Aim A
Retype all the rows of data below character for character, leaving out the pictures.

___ Source passage

Trinidad doubles is a delicious street food from Trinidad and Tobago. It is totally delectable sandwich made from fried dough, called Bara, with curried chickpeas filling. It is usually topped with variety of chutneys such as mango, tamarind and cucumber chutneys etc. It is usually served with hot pepper sauce made from Habernero/Scotch Bonnet peppers and the amount can be varied according to your taste. In Trinidad they use "bun danya/Mexican coriander" which is used for garnishing much like the Indian coriander. See here for more info on this plant.
Doubles is usually eaten for breakfast in Trinidad, but, some times it is eaten as evening snack as well. It is the first Trinidad food that I fell in love with. I enjoy it so much that whenever we go to visit our family there they always make sure and have it for me everyday :) Click here for a video of a vendor selling doubles in Trinidad streets on Youtube (FYI).
Here, in the UK, I usually make them as often as I can. But until I now did not get a chance to actually take pics. The fried dough, bara, is very yummy and Anjalie eats them as it is (while I am cooking still) or with her favorite curry and chutney since she does not like chickpeas. The biggest trick in getting this dish correct is getting the texture of bara correct. It should be thin but soft and should pretty much melt in your mouth. So I will concentrate on the step-by-step for bara. The curried channa/chickpeas is very easy to make and can be very quick if you use canned chickpeas. I apologize in advance, for the lack of more pictures for the step-by-step instructions. However, it is the weekend which meant that my 3 yr old was home with us. Naz was busy keeping her out of trouble and the kitchen while I handled the cooking. It was difficult to take pictures once I got my hand into the dough during the shaping and frying part. I will add them at the next earliest chance!

______

Aim B
Echo the doubles passage above without any changes, starting at "Doubles is usually" and ending at "on Youtube (FYI).".

___ Supplied records

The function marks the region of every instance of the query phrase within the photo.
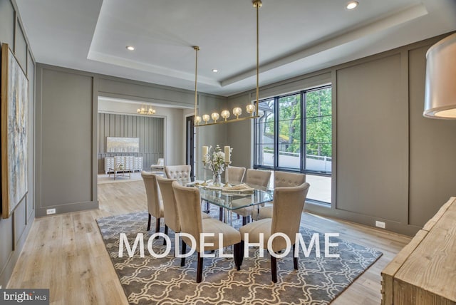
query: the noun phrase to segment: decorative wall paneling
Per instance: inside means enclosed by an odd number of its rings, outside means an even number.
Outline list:
[[[98,113],[98,172],[105,171],[103,159],[116,155],[142,157],[142,169],[150,170],[163,157],[164,119],[144,115]],[[140,138],[140,152],[106,152],[106,137]]]
[[[6,288],[35,218],[33,184],[35,59],[14,0],[0,0],[0,44],[8,43],[28,79],[28,191],[11,217],[0,216],[0,286]],[[1,205],[0,205],[0,207]],[[0,213],[1,215],[1,213]]]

______

Complete answer A
The function marks the region of every instance of the query phrase within the photo.
query: the noun phrase to segment: decorative wall paneling
Per instance: inside means enclosed by an odd number of its rings, outside means an even number.
Outline list:
[[[98,113],[98,172],[105,171],[103,159],[116,155],[142,157],[142,169],[150,170],[163,157],[164,119],[144,115]],[[140,138],[140,152],[106,152],[106,137]]]
[[[6,288],[35,218],[33,184],[35,59],[14,0],[0,0],[0,44],[8,43],[28,79],[28,191],[11,217],[0,216],[0,286]],[[1,205],[0,205],[0,207]],[[0,213],[1,215],[1,213]]]

Complete answer B
Doubles is usually eaten for breakfast in Trinidad, but, some times it is eaten as evening snack as well. It is the first Trinidad food that I fell in love with. I enjoy it so much that whenever we go to visit our family there they always make sure and have it for me everyday :) Click here for a video of a vendor selling doubles in Trinidad streets on Youtube (FYI).